▶ **Lesetext**
○ ○ ○ ○

Seit Januar 2000 ist der von der Internationalen Kaffeorganisation (ICO) in London ermittelte gewogene Mischpreis aus den beiden Hauptsorten Robusta und Arabica um etwa die Hälfte auf nur noch etwa 0,4 Dollar je Pfund abgestürzt. Heute, im Februar 2003, liegt er nicht viel höher.
Laut der UNO-Konferenz für Handel und Entwicklung (UNCTAD) war der Kaffepreis im Jahr 2002 mit 350 Dollar pro Tonne auf dem Tiefpunkt angelangt; heute liegt er bei 950 Dollar. Wenn sich der Kaffeepreis auf dem Niveau von 1998 stabilisiert hätte, wären nach einer Schätzung der UNO-Organisation während der Periode 1999-2002 19 Mrd. Dollar mehr in die Kassen der Produzentenländer geflossen.
Dramatische Einbussen
In Uganda lebt ein Viertel der Bevölkerung von der Kaffee-Produktion. Das Land verlor letztes Jahr 30% seiner Einnahmen aus dem Kaffee-Export. Ebenso Äthiopien, das über die Hälfte seiner Export-Einnahmen mit dem Verkauf von Kaffee erwirtschaftet.
In Mittelamerika sind die Einnahmen aus dem Kaffee-Export laut der britischen Hilfsorganisation Oxfam um 44%, nämlich von 2,3 auf 1,3 Mrd. Franken, gesunken.
Nicht gesunken für alle diese Produzenten-Länder sind die Kosten für Importwaren aus den Industriestaaten. Mit anderen Worten: Die Kaffee-Ernte in den Drittwelt-Ländern ist in Industriegütern gemessen immer weniger wert.

○ ○ ○ ○

▶ **Arbeitsaufträge**
1 - Wie viel Prozent seiner Einnahmen aus dem Kaffee-Export verlor Uganda laut dem Text über den Kaffeepreis im letzten Jahr?
2 - Schreiben Sie den Text über den Kaffeepreis im Anschluss an seinen letzten Satz weiter.

○ ○ ○ ○

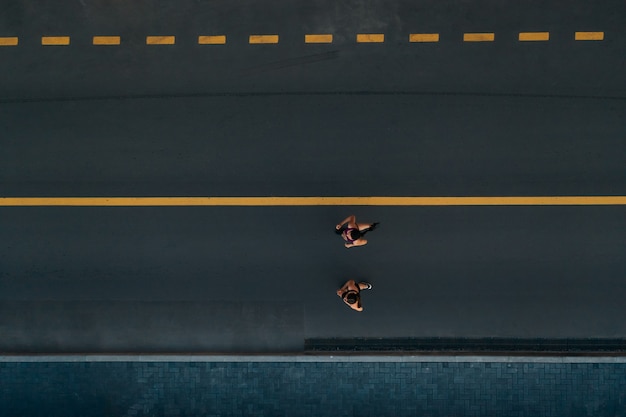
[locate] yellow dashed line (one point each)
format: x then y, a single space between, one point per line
55 40
257 39
479 37
424 37
106 40
8 41
589 36
370 38
534 36
313 201
212 40
326 38
160 40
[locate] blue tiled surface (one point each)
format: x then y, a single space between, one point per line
311 389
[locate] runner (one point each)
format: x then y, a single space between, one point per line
350 293
353 232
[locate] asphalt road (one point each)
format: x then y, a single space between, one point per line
449 118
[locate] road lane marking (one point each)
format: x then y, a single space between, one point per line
424 37
55 40
212 40
313 201
318 38
534 36
589 36
479 37
106 40
160 40
370 38
9 41
263 39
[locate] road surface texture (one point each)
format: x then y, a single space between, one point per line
310 99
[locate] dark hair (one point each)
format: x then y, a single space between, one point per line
355 234
351 297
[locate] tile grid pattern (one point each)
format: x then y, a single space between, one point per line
312 388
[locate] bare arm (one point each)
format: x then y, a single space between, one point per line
349 219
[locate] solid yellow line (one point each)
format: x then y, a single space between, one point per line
479 37
589 36
212 40
106 40
424 37
55 40
370 37
313 201
534 36
8 41
319 38
160 40
257 39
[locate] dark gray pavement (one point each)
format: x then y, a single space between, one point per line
263 279
450 118
561 66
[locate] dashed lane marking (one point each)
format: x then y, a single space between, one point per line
370 38
212 40
318 38
424 37
589 36
160 40
55 40
313 201
534 36
263 39
479 37
106 40
9 41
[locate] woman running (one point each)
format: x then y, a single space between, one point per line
353 232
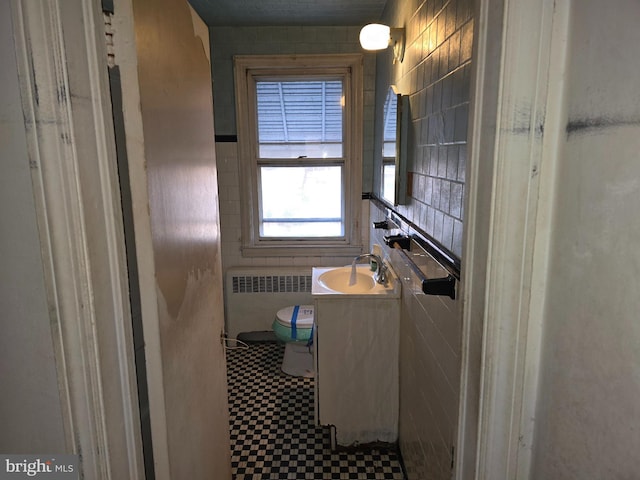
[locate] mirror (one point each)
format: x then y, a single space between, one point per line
394 151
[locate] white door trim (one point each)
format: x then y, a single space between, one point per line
517 111
61 56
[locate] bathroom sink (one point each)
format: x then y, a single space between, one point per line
338 280
335 281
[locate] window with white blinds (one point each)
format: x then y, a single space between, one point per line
300 150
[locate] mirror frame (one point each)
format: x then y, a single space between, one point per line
402 130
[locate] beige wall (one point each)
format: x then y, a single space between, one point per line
175 151
588 413
30 409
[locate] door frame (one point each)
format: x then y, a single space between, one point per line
62 69
516 121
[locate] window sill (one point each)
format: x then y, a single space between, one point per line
302 250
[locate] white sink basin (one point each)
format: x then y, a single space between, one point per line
335 281
338 280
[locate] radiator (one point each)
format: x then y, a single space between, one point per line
254 295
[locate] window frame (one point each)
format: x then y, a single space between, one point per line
249 68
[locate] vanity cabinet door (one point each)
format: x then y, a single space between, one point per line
357 368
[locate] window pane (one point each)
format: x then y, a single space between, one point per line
301 201
388 182
300 119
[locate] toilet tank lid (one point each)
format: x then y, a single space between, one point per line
304 315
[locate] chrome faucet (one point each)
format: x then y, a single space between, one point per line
380 275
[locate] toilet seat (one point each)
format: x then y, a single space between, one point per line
300 315
294 323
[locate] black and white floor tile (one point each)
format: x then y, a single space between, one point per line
273 434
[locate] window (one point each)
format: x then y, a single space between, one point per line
300 148
389 146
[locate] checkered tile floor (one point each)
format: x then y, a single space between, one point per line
273 435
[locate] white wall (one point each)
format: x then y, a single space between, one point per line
30 410
170 144
589 413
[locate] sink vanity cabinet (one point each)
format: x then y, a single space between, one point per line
357 343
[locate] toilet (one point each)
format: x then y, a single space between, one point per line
293 325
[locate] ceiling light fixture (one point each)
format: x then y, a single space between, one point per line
378 37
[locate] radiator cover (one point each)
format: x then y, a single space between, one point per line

○ ○ ○ ○

▶ **Endergebnisse**
1 - 30%

2 -
Kaffee-Unterstützungsfonds
Der Schweizer Kaffeehandel-Konsulent Walter Zwald schlägt einen Weltunterstützungsfonds für die Kaffee-Produzenten vor. Gespiesen werden soll dieser Fonds von den Kaffee-Importeuren, und zwar durch eine Steuer von einem Dollar auf 50 Kilo Kaffee. Umgerechnet auf den jährlichen Kaffee-Konsum von rund 4,2 Mio. Tonnen würde eine solche Importsteuer 84 Mio. Dollar pro Jahr einbringen.
Nach der Idee von Zwald sollte die Hälfte dieser Gelder für Projekte zur Rationalisierung der Kaffeeplantagen in den Produzentenländern verwendet werden sowie zur Verhinderung von Überproduktion, zur Verbesserung der Kaffeebohnen-Qualität und für soziale Projekte.
Die andere Hälfte des Fonds sollte gemäss Zwald zu Marken-Promotionszwecken in Europa und den USA sowie in Ländern mit wachsendem Kaffee-Konsum dienen.
Preiszerfall stoppen
Der Vorschlag des Schweizer Konsulenten erfolgte an einem Treffen der UNCTAD und des Internationalen Instituts für nachhaltige Entwicklung (Kanada), an dem die Kaffee-Produzentenländer, die Kaffee-Industriellen (Importeure, Röster und Detailhändler) sowie internationale Institutionen teilnahmen.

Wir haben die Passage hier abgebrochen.